▶ **Exercise prompt**
The entries below contain a stretch that opens with the line containing "Target: hand holding paper" and closes with the line containing "-- sample [1039,601]."; set down that stretch exactly, both ends included, and nothing else.

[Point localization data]
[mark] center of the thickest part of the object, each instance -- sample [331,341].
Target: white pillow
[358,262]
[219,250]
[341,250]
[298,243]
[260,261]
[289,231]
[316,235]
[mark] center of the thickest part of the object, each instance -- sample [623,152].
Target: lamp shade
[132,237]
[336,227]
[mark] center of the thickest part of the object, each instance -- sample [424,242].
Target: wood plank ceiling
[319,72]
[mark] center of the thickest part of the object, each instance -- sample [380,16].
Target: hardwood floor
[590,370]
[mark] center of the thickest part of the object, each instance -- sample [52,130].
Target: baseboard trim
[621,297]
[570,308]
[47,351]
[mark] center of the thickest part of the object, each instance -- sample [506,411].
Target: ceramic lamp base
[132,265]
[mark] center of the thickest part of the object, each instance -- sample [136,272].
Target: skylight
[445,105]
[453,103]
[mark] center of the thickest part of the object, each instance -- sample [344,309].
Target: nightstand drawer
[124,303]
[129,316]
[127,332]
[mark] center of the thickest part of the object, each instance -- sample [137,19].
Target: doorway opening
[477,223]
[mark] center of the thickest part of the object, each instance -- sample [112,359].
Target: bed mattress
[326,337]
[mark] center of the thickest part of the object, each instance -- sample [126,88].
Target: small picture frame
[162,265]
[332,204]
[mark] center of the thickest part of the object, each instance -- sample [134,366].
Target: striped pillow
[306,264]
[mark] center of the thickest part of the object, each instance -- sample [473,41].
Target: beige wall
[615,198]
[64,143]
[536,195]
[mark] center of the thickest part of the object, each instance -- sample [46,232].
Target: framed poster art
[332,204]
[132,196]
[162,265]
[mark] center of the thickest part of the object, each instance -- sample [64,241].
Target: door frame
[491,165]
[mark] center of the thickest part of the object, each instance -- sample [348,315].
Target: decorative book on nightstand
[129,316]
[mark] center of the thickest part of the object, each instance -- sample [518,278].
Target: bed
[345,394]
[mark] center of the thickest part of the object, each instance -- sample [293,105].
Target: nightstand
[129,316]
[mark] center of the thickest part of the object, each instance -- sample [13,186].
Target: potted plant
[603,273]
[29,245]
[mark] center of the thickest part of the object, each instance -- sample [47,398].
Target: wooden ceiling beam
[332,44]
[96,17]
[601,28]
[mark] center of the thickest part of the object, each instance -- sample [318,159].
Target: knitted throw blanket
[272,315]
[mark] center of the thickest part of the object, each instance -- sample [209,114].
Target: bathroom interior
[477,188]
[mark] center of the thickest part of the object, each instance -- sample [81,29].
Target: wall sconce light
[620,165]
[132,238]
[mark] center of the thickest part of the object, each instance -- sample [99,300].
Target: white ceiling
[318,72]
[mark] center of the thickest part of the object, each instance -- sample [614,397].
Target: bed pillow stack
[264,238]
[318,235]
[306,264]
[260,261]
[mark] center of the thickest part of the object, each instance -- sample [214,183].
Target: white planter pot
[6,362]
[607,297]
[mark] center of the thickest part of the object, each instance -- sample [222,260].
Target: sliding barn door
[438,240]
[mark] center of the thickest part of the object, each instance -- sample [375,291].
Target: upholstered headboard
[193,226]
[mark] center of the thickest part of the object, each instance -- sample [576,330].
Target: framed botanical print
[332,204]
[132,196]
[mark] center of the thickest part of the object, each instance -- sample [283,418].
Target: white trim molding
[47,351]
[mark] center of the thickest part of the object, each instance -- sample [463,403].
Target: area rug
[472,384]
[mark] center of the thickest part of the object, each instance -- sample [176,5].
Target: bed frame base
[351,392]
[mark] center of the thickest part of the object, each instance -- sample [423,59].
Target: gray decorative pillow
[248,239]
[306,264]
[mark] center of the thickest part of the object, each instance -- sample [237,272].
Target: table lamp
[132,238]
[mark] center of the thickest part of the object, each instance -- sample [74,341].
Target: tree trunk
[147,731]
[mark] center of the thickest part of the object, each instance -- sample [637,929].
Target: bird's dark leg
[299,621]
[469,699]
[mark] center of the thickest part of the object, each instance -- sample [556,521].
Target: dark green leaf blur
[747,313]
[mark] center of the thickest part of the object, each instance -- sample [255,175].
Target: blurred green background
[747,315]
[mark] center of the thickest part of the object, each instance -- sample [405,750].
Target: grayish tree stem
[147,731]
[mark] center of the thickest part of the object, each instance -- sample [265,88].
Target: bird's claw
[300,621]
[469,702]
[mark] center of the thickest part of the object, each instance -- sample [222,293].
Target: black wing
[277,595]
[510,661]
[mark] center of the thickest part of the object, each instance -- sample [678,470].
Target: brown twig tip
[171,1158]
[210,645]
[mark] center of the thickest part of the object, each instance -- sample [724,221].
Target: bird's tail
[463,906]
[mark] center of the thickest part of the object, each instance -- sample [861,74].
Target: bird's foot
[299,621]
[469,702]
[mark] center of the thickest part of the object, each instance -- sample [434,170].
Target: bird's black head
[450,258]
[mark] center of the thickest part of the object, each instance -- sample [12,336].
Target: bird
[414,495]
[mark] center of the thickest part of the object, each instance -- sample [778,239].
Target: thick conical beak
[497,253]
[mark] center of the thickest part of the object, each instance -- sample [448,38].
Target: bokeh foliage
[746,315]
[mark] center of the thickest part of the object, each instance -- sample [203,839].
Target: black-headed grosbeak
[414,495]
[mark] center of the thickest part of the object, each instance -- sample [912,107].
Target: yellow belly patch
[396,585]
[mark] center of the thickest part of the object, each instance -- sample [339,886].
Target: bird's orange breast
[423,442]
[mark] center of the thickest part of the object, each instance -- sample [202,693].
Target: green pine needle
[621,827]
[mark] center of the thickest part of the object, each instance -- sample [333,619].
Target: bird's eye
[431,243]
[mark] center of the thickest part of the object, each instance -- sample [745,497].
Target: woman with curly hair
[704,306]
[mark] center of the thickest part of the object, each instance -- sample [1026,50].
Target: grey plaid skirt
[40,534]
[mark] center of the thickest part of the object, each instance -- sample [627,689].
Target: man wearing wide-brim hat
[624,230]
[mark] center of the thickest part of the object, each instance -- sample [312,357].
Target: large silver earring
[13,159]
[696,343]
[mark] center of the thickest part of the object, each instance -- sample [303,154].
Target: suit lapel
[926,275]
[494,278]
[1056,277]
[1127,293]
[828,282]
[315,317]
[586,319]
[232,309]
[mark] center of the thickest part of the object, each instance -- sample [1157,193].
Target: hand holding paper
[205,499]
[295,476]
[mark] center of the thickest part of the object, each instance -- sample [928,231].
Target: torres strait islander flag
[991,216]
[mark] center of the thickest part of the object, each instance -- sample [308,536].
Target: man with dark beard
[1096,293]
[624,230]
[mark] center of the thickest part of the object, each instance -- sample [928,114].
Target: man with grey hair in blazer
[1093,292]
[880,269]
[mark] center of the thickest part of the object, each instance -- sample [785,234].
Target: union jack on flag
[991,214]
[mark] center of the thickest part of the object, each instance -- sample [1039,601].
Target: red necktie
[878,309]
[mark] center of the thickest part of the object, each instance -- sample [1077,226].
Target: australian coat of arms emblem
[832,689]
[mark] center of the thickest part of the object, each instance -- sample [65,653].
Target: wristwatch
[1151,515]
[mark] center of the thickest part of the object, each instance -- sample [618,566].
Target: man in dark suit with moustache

▶ **Expected answer**
Target: hand holding paper
[205,499]
[295,476]
[mark] center of the thickest part of the object, each instance -- sample [928,231].
Target: torres strait islander flag
[991,216]
[mark] center of the thickest part of the object, each instance -- sample [308,536].
Target: man with dark beard
[1096,293]
[624,230]
[mark] center of the thickest part of the object, each instance -- sample [928,114].
Target: man with grey hair in blazer
[1093,292]
[880,269]
[mark] center of the thickest part of the object, each instance -- sample [785,234].
Target: union jack on flag
[991,214]
[mark] center of the thickest part of the object, each instance -- sample [1039,601].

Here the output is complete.